### [Texto selecionado]
····················
Qual o papel dos juristas no debate sobre o projeto de país nas eleições de 2018, e o que Direito pode fazer por um projeto de desenvolvimento nacional.
Por Karina Patrício
O debate sobre o futuro do país no cenário eleitoral de 2018 se perfila como de altíssimo conteúdo econômico. Também, pudera. A imposição de um programa neoliberal sem respaldo democrático, o qual tem trazido recessão, perda de direitos e entrega do patrimônio nacional ao capital estrangeiro, tem ocasionado grandes questionamentos na esfera pública. Esse cenário leva, no jogo democrático, a um debate necessário sobre qual é o modelo de desenvolvimento que o Brasil deve adotar.
····················
### [Instruções da tarefa]
Indique se cada afirmação abaixo está de acordo com o texto sobre o debate eleitoral de 2018, respondendo sim ou não e citando literalmente as palavras do texto que decidem a resposta.
1. O debate sobre o futuro do país em 2018 tem forte conteúdo econômico.
2. O programa neoliberal foi imposto com respaldo democrático.
3. O programa neoliberal tem trazido crescimento econômico ao país.

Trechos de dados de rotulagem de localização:
····················
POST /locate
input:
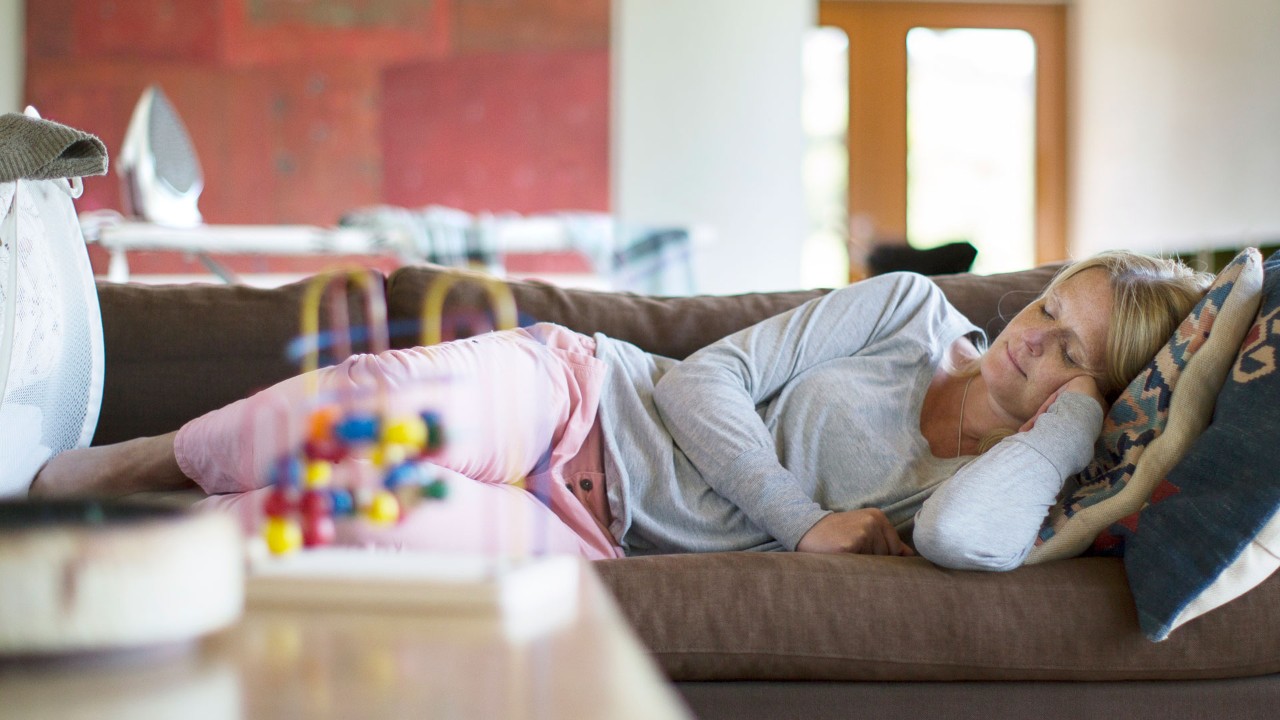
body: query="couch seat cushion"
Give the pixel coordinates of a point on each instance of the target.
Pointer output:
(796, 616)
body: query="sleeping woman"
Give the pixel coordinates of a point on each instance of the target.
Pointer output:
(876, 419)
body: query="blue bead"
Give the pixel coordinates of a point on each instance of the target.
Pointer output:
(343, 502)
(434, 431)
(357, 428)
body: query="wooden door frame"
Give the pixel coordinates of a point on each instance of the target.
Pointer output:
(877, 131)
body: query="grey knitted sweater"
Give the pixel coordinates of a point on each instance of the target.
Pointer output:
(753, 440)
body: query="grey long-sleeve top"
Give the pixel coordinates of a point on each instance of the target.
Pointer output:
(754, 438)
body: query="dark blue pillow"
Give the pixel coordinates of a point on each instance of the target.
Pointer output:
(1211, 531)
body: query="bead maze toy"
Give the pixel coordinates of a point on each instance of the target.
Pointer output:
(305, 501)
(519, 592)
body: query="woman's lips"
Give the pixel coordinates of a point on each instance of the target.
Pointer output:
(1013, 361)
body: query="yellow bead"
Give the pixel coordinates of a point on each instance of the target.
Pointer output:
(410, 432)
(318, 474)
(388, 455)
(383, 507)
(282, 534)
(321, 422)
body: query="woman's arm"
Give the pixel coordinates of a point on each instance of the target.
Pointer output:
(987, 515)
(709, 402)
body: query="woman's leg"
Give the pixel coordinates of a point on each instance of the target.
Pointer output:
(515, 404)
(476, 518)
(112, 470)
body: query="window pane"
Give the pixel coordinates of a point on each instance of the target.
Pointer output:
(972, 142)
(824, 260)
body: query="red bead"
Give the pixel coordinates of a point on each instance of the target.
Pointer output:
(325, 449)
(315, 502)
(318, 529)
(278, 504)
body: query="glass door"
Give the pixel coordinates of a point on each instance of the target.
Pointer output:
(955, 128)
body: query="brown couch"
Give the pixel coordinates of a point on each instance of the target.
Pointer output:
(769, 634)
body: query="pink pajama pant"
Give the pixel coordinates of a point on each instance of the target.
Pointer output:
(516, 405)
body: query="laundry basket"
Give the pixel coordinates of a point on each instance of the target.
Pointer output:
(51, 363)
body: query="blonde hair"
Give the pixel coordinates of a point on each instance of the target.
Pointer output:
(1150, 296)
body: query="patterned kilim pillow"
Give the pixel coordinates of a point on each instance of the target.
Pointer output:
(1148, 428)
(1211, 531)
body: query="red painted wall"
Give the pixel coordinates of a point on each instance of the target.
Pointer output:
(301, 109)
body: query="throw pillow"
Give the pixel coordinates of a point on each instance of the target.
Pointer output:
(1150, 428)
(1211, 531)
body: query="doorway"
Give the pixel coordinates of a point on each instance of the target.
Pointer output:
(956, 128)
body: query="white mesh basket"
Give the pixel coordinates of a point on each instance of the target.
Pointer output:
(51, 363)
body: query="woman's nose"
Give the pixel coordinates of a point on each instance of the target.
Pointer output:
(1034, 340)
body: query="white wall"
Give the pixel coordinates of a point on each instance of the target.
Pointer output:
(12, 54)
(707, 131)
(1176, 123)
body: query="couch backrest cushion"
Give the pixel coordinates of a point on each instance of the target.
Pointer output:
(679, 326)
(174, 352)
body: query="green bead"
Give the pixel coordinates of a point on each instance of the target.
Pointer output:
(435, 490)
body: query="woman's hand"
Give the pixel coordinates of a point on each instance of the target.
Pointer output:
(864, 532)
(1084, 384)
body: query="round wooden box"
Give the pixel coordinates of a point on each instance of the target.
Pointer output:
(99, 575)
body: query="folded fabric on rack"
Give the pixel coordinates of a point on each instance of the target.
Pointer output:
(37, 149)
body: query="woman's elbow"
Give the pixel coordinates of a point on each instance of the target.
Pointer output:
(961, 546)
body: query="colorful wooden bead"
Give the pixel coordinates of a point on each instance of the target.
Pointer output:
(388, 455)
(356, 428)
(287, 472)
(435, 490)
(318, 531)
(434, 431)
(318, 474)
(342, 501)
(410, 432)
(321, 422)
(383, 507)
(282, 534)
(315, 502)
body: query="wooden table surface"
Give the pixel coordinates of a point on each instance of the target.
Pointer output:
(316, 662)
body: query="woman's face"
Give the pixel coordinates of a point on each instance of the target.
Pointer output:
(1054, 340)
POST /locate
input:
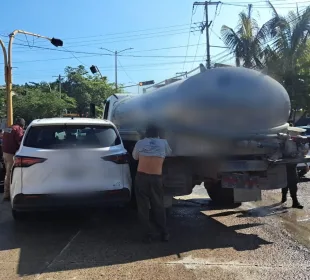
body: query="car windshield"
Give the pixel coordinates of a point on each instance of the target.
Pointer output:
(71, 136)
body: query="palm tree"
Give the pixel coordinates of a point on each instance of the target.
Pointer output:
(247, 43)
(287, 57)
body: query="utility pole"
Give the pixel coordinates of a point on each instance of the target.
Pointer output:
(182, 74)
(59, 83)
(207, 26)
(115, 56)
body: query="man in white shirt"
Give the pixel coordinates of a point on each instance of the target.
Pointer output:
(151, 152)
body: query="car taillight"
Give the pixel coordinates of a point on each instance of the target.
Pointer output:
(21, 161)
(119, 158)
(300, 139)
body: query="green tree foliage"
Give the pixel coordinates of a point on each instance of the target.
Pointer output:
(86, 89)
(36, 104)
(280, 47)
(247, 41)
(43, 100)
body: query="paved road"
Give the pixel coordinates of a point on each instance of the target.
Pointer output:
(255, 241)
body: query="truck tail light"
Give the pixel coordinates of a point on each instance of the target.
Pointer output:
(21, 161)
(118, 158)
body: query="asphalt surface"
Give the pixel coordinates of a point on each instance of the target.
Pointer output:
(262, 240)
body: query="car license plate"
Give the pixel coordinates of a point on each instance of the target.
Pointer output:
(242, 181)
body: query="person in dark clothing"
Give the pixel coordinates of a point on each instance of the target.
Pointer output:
····················
### [Tarefa resolvida]
1. Sim: "se perfila como de altíssimo conteúdo econômico".
2. Não: "A imposição de um programa neoliberal sem respaldo democrático".
3. Não: "tem trazido recessão, perda de direitos e entrega do patrimônio nacional ao capital estrangeiro".